(Items listed in a dataset)
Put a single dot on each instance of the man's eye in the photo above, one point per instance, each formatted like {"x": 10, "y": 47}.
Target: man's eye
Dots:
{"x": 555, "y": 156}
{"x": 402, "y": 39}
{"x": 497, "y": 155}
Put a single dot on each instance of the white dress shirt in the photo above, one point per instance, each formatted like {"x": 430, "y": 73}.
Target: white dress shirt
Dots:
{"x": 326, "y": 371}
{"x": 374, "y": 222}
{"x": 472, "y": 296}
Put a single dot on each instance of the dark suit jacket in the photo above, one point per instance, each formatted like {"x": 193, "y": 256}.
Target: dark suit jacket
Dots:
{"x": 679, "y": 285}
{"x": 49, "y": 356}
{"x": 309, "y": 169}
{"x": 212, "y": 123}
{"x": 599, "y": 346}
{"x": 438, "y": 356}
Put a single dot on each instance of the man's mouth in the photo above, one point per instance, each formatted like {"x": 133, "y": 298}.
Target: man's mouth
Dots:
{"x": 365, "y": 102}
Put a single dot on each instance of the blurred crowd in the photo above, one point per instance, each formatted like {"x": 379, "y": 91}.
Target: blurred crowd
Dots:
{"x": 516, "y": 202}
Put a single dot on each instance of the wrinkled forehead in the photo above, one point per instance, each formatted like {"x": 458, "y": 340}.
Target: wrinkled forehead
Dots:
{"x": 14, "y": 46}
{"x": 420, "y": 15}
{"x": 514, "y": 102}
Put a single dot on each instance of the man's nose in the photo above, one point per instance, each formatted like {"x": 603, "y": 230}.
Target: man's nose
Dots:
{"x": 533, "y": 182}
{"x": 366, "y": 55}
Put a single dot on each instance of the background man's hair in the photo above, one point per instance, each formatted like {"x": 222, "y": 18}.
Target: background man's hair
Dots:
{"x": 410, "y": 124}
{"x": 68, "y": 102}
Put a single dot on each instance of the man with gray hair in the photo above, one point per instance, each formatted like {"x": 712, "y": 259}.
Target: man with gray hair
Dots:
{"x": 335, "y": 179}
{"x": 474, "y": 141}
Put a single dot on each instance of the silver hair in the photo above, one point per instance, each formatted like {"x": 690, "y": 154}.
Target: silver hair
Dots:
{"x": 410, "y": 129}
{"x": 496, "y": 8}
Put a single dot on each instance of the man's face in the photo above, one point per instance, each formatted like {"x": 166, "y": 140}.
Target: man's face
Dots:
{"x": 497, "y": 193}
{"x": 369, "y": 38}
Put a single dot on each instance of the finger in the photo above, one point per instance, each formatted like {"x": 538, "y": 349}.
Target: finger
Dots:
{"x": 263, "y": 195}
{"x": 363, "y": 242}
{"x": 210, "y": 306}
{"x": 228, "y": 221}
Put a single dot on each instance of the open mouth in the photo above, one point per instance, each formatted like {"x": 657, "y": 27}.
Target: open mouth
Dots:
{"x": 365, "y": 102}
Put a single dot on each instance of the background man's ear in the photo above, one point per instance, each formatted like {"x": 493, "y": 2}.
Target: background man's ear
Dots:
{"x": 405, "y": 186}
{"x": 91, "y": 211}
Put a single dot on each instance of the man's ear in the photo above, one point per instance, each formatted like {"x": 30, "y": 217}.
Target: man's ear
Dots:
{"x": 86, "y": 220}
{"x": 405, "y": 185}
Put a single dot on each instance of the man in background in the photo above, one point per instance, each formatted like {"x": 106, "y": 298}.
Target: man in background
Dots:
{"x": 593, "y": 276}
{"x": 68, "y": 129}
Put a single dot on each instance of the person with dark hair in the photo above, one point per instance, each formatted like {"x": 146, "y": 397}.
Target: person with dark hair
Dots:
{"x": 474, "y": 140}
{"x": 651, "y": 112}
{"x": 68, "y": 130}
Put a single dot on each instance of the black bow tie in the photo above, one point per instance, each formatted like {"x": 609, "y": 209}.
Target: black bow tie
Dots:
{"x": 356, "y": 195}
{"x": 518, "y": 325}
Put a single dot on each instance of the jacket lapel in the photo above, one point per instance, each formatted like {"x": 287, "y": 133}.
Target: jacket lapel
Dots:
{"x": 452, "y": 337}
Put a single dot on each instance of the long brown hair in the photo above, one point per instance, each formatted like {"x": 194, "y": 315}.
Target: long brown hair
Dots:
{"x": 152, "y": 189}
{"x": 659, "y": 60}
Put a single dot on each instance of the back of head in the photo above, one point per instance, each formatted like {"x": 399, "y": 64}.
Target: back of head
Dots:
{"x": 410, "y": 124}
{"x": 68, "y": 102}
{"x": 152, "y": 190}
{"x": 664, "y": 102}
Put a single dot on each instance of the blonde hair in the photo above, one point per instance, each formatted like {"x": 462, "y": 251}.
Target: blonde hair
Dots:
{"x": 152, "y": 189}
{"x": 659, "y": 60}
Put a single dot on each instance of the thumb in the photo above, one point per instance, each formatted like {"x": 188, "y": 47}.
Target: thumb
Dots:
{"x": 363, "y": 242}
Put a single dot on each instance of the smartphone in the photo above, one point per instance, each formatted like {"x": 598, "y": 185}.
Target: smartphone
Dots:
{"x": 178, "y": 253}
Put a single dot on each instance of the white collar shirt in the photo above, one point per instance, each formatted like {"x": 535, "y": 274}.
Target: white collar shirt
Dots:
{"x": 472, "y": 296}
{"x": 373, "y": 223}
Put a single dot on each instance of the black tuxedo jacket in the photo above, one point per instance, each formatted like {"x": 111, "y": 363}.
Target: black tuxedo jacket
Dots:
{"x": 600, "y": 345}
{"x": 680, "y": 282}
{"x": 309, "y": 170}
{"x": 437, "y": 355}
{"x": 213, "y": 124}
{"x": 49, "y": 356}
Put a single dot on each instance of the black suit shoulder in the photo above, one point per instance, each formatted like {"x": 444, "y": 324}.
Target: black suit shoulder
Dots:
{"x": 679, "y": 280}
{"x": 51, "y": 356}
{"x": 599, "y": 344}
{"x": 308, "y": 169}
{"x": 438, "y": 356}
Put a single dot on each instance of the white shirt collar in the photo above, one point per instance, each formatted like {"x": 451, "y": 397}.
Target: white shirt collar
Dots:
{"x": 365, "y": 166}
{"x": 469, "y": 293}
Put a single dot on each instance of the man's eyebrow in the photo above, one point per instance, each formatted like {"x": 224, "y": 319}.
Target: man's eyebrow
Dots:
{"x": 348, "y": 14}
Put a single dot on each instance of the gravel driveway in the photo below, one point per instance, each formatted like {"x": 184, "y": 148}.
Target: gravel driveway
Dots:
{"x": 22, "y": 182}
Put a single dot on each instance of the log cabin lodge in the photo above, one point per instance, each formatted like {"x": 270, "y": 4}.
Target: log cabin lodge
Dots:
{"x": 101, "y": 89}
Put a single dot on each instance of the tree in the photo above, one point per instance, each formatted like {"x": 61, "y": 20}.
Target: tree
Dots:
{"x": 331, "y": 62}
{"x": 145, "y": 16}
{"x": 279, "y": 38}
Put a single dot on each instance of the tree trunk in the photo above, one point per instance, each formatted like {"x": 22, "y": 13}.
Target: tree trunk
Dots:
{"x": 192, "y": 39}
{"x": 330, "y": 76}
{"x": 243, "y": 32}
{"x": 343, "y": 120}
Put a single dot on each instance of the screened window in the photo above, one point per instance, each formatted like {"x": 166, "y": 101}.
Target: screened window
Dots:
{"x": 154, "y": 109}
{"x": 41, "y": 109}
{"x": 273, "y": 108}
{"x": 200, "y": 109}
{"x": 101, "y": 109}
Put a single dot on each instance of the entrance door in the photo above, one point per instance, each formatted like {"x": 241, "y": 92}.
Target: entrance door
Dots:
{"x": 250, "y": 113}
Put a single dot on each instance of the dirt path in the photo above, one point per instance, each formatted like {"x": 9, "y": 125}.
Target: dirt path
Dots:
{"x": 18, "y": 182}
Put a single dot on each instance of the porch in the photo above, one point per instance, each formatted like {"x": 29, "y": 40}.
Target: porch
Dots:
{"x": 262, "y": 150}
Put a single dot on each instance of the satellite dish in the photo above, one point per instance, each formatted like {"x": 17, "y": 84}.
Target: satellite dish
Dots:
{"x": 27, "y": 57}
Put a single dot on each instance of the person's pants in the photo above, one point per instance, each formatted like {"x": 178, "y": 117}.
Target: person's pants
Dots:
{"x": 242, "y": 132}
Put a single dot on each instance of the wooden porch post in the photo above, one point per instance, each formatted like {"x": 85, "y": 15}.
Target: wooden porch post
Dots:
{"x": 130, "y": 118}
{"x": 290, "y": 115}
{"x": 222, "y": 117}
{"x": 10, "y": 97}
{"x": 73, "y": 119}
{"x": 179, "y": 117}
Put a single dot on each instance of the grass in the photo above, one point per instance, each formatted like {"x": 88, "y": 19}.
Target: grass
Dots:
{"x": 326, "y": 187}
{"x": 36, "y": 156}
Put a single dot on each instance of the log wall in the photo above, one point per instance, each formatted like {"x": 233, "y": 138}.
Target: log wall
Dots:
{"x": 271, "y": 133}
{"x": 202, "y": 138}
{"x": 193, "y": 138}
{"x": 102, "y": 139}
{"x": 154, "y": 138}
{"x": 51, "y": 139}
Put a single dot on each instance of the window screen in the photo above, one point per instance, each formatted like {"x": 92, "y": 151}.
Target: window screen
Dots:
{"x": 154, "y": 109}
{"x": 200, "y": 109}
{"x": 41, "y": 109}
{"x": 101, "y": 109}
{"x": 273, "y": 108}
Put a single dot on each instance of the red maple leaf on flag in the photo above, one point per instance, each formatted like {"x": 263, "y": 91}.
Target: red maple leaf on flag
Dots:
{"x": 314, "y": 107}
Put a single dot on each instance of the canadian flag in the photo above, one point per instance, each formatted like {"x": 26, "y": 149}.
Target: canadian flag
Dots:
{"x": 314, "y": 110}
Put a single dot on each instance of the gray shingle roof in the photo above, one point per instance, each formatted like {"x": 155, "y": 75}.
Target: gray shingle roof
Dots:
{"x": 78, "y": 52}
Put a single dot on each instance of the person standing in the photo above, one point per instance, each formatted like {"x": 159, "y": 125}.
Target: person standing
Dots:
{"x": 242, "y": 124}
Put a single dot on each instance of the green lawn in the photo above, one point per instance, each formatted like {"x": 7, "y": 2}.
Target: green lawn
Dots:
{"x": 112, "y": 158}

--

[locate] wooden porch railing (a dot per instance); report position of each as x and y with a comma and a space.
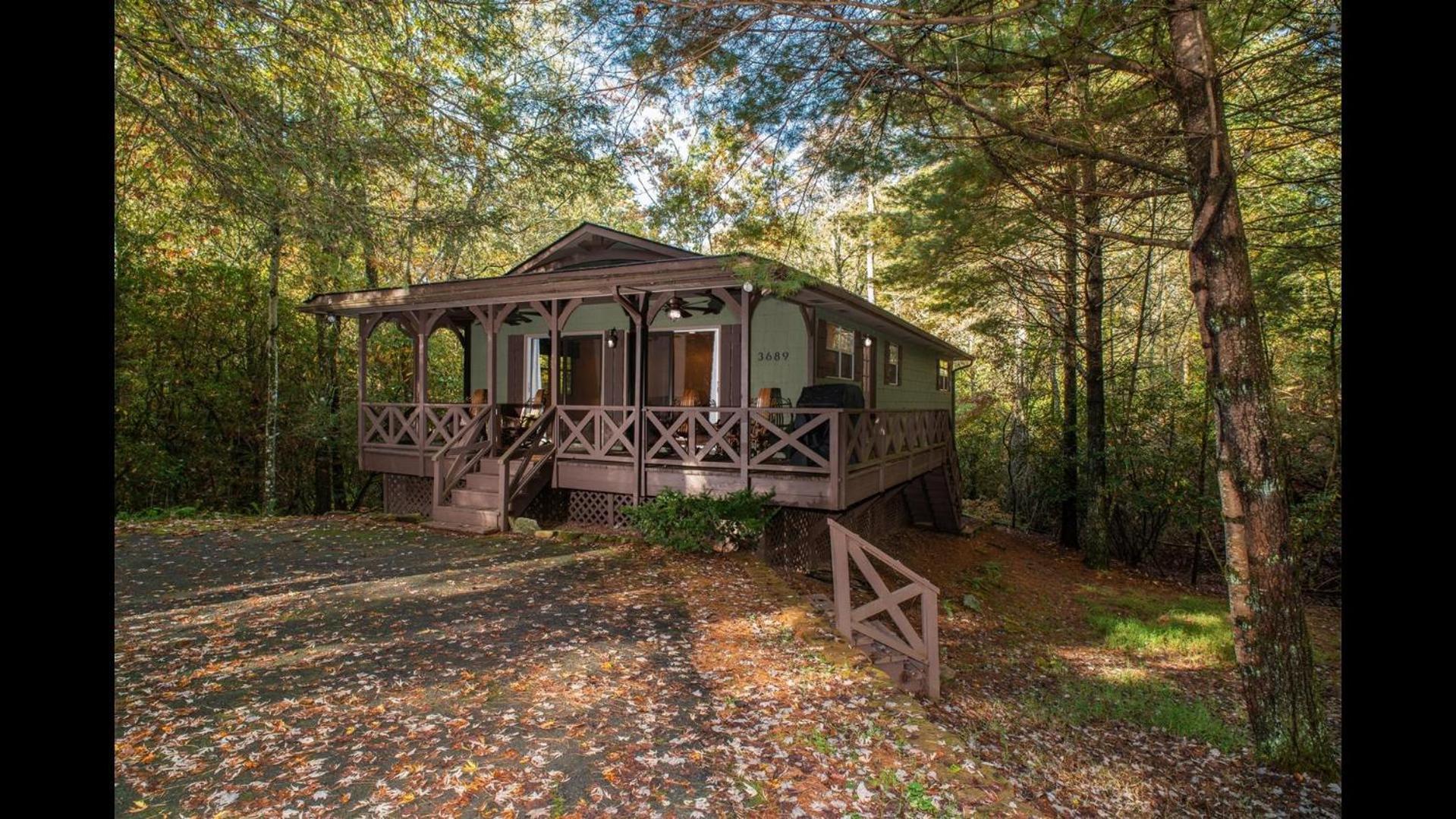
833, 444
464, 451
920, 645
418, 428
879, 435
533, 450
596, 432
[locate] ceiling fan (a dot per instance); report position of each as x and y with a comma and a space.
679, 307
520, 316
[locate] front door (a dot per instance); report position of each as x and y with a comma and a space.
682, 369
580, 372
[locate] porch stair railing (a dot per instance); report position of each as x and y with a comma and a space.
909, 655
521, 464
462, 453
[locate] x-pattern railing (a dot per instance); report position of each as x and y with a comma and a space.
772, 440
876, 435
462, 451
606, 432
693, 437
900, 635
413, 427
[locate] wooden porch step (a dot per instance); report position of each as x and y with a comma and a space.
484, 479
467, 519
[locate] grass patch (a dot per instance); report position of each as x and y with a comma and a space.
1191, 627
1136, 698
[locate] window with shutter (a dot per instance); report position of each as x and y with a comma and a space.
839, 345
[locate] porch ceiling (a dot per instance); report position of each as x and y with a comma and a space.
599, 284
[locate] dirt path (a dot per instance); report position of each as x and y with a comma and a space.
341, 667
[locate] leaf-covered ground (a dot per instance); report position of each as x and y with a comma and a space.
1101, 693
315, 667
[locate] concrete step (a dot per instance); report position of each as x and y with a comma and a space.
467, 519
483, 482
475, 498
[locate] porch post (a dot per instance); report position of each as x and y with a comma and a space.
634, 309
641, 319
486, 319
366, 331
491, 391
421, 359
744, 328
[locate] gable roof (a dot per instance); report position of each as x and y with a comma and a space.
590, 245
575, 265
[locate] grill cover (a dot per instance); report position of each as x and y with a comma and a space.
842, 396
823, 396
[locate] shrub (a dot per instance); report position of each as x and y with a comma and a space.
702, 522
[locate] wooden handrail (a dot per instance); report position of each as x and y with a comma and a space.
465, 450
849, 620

--

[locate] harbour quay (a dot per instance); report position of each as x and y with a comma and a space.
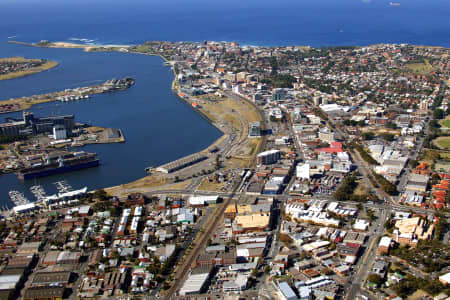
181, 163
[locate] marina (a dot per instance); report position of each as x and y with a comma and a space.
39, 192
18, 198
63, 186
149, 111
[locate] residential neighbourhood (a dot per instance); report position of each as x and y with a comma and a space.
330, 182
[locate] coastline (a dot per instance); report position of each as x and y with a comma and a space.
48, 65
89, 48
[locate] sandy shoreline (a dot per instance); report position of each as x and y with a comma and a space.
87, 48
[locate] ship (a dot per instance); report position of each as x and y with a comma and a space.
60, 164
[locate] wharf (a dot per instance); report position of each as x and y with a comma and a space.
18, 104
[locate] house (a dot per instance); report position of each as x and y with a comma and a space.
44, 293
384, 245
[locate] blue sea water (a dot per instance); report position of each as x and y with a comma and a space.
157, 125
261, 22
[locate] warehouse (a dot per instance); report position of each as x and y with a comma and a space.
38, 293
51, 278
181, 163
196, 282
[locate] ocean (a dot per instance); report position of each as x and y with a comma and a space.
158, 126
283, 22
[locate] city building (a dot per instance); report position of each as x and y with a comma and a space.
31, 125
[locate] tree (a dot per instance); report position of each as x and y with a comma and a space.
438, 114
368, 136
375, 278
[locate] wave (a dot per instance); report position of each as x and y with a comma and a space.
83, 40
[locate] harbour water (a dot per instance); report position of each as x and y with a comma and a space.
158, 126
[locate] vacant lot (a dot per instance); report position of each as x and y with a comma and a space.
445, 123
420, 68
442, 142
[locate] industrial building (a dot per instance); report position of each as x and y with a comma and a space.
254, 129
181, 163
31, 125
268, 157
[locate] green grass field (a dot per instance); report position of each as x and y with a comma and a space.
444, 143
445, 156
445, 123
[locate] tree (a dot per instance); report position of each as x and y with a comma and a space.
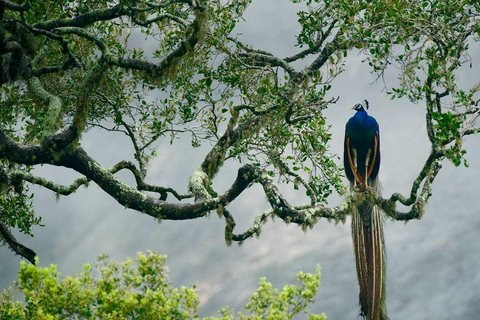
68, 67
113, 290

How to complete this task
From the lines above, copy those that contain the word "tuxedo".

Answer section
Put a single dot on each instance of the black tuxedo jacket in the photo above, one point per instance, each formatted like {"x": 111, "y": 363}.
Target: black tuxedo jacket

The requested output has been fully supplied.